Extrait fourni:
•••••

LE PRONOSTIC du carcinome hépato-cellulaire (CHC) est mauvais, les patients ayant une survie de moins de 5 % à cinq ans. On ne peut raisonnablement espérer l’améliorer qu’en commençant le traitement (résection chirurgicale, greffe ou thérapies de type chimioembolisation) très tôt dans l’évolution de la tumeur. Soit au stade de petit CHC (moins de 3 cm de diamètre). Des chercheurs anglais et français ont évalué, chez près de 200 patients, une méthode diagnostique de bonne sensibilité qui pourrait permettre un dépistage de l’hépatome à ce stade (1). Elle repose sur l’analyse du protéome (2) par spectrométrie de masse de type SELDI-TOF (surface-enhanced laser désorption/ionisation time-of-flight).

•••••

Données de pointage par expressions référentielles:
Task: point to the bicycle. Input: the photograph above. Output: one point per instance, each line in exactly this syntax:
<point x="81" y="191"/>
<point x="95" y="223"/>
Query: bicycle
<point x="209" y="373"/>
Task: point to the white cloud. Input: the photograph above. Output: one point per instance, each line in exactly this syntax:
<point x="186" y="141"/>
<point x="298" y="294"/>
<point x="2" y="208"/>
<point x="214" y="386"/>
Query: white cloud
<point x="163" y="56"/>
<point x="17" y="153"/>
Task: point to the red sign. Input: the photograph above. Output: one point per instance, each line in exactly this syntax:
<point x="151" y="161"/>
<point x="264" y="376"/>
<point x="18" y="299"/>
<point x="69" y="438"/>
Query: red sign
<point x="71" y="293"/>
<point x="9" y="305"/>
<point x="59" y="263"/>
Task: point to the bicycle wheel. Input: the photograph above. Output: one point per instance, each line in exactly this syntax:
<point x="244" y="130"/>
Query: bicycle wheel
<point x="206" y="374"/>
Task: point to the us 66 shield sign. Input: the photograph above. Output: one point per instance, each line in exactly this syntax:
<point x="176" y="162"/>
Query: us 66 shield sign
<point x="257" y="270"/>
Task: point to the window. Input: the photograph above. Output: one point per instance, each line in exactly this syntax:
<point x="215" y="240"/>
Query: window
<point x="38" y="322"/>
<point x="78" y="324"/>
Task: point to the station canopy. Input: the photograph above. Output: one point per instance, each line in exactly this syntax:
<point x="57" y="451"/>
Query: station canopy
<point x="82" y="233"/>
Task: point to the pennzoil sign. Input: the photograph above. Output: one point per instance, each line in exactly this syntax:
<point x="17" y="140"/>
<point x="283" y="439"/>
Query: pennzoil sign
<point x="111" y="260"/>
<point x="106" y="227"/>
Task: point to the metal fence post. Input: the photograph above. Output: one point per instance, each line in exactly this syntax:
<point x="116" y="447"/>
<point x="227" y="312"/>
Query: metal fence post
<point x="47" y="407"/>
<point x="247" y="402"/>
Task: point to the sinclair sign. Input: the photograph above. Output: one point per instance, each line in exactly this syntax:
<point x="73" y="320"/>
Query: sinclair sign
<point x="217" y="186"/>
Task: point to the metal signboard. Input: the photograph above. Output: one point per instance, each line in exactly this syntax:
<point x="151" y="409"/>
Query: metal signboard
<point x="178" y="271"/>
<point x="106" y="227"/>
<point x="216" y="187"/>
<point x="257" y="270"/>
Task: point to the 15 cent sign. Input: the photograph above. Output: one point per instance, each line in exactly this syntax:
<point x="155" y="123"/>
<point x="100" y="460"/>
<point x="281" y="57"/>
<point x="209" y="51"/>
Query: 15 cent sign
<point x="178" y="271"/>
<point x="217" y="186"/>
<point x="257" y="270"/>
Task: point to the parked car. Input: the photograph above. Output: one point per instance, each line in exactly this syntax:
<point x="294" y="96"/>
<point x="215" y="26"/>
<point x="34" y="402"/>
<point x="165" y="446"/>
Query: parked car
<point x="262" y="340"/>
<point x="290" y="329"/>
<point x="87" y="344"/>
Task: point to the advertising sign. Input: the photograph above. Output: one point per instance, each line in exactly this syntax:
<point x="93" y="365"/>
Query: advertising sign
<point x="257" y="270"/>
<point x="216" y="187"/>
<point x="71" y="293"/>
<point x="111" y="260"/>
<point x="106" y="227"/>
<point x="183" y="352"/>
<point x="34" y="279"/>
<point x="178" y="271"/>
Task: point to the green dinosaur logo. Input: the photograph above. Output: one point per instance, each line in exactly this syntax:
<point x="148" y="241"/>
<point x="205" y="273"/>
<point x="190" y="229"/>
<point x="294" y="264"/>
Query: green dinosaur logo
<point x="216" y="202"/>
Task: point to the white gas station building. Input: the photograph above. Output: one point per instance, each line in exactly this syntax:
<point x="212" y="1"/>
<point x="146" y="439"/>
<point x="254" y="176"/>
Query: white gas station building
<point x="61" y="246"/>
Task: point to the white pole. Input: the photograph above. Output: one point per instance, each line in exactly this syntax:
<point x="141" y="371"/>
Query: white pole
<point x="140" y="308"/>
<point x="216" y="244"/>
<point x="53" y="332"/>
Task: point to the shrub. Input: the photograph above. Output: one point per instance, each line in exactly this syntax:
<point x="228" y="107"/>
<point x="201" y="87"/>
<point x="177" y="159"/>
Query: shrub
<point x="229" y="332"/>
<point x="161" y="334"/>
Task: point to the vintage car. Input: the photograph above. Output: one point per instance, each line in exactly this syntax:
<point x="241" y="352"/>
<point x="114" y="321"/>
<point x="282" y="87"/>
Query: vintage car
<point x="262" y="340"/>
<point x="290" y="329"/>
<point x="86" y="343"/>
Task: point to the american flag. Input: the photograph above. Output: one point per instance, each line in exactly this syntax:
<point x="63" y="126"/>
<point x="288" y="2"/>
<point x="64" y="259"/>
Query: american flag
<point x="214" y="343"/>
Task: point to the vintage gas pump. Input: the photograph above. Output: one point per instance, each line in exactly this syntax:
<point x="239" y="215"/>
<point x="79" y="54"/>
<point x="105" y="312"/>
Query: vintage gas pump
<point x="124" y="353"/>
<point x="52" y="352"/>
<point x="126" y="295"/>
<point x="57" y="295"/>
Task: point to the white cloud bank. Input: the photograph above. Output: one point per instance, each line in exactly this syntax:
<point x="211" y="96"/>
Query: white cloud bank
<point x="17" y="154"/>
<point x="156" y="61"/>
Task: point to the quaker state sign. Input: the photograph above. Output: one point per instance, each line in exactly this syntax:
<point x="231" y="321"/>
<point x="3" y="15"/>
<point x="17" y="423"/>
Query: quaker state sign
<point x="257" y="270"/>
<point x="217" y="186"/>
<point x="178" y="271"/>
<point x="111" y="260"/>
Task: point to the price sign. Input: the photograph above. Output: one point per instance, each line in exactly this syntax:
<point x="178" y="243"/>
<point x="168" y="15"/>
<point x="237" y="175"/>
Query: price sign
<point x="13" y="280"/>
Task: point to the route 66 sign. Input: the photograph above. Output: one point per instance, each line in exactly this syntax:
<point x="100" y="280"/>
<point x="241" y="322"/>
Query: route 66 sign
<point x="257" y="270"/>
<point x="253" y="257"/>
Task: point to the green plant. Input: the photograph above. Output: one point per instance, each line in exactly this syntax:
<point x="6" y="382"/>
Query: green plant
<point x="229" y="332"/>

•••••

Questions:
(a) D'après l'extrait sur le carcinome hépato-cellulaire, quelle dimension définit le stade de petit CHC ?
(b) Énumérez les traitements du CHC que cite l'extrait sur le carcinome hépato-cellulaire.

Réponses par question:
(a) Moins de 3 cm de diamètre.

(b) Résection chirurgicale ; greffe ; thérapies de type chimioembolisation.